# Egr



## nebojsa (Jan 3, 2011)

One of the problems that comes with a diesel is a clogged EGR. At least that was a problem that i had when i had my 1998 VW TDI and i think that is a common problem.

Some people removed the EGR ,some had it cleaned i did at 90.000 km then used the VAG-COM to reprogram the the engine parameters so that it would take forever to clogh.

I never had a issue with the EGR after that.To the Chevy cruze diesel owners around the world do you have issues with the EGR ?

Thanks.


----------



## titanman2789 (Oct 27, 2013)

I think these cars are too new to have any egr problems yet. 

Sent from AutoGuide.com Free App


----------



## GotDiesel? (Sep 9, 2013)

A true Chip Tune will Dial back the EGR as well as addressing other issues also doing a CCV Mod will address that problem as well. I had a TDI as well and very well versed with this issues . I wish we can get some sort of Vag-Com for this car so we could make changes like on a VW TDI.


----------



## diesel (Jun 8, 2013)

45K miles on mine - no issues to report.


----------



## KpaxFAQ (Sep 1, 2013)

diesel said:


> 45K miles on mine - no issues to report.


Far too soon to have any, plus your type of long haul driving is optimal to prevent problems in the longer term with no modifications. You're not producing much soot running highway and a engine at full temperature. Guys like me running around town are who are at the most risk for an EGR system full of oil and soot!  I'm curious how many miles you put on your DPF before any issues. A tdiclub member put 267k on their original DPF in a CR before replacement. They drove almost all highway obviously to put that many miles on in only a few years. Off the top of my head I want to say it cost them $2200 at the dealer to have a new one put on. That's reasonable to me if it lasts that long! 

The CCV mod ought to be pretty simple just like on a VW, we'd just have to make sure we route it in a way that it won't freeze up in the winter.


----------



## DieselMan33 (Oct 13, 2013)

I am sure I would be one of the first to have problems. I drive 80% city so we will see.


----------



## grs1961 (Oct 23, 2012)

Well, it's not the same diesel here, mines at 73000 km (say 45000 US miles) of mostly city driving, with no sign of EGR problems.

=====

▶ Directions:
• A. In the forum thread about diesel EGR problems, at what distance did the first poster have the EGR cleaned?
• B. Write the next part of the forum thread about diesel EGR problems, picking up after its last post.

▶ Source data:
=====

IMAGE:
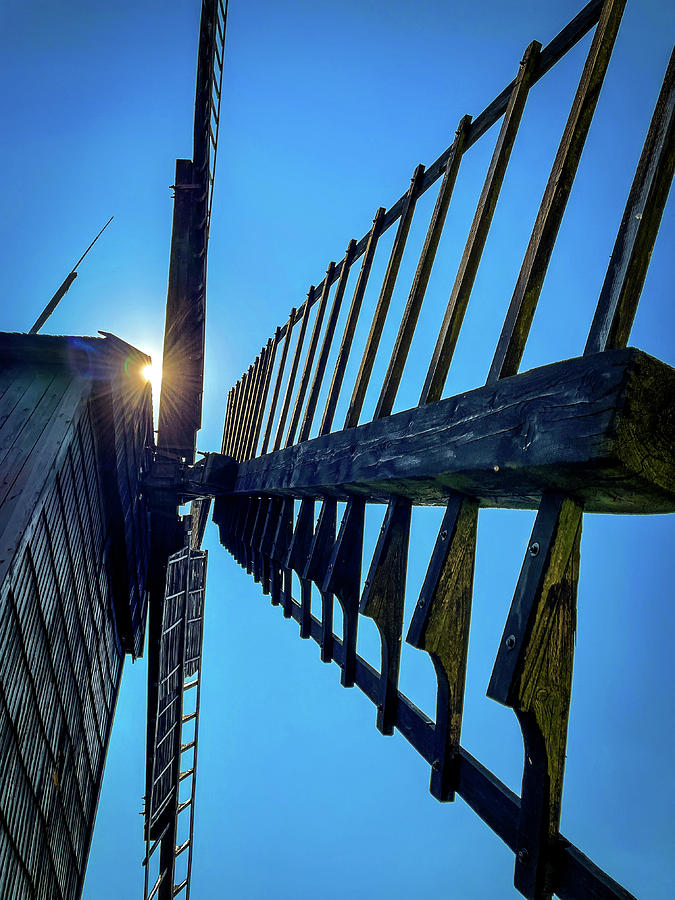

=====

▶ Responses for each task:
• A. At 90.000 km.

• B.
----------



## warloc (Dec 10, 2013)

I could be wrong but I don't believe the CDT uses an EGR valve, that is the other smog system. That is why you don't have to run DEF in your VW's. My buddy just bought a new motorhome with Max Force diesel engine that runs an EGR system so no DEF needed on that rig either.


----------



## PanJet (Jun 18, 2013)

warloc said:


> I could be wrong but I don't believe the CDT uses an EGR valve, that is the other smog system. That is why you don't have to run DEF in your VW's. My buddy just bought a new motorhome with Max Force diesel engine that runs an EGR system so no DEF needed on that rig either.


The CTD does use an EGR, although I've read that in theory the SCR (DEF) system allows for less use of the EGR. In theory, this should mean it will go longer before having any issues.


----------



## diesel (Jun 8, 2013)

KpaxFAQ said:


> Far too soon to have any, plus your type of long haul driving is optimal to prevent problems in the longer term with no modifications. You're not producing much soot running highway and a engine at full temperature. Guys like me running around town are who are at the most risk for an EGR system full of oil and soot!  I'm curious how many miles you put on your DPF before any issues. A tdiclub member put 267k on their original DPF in a CR before replacement. They drove almost all highway obviously to put that many miles on in only a few years. Off the top of my head I want to say it cost them $2200 at the dealer to have a new one put on. That's reasonable to me if it lasts that long!
> 
> The CCV mod ought to be pretty simple just like on a VW, we'd just have to make sure we route it in a way that it won't freeze up in the winter.


I do a lot of city driving in between the long hauls, and I tend to use the manual mode and higher RPMS a good bit in the city. That has more than once triggered a regen. I am definitely curious as to how far I can go before there are any issues. (I am also curious what the first issue will be iwth my car, as eventually *something* will go awry.)


----------



## RascalMafia (Jan 27, 2014)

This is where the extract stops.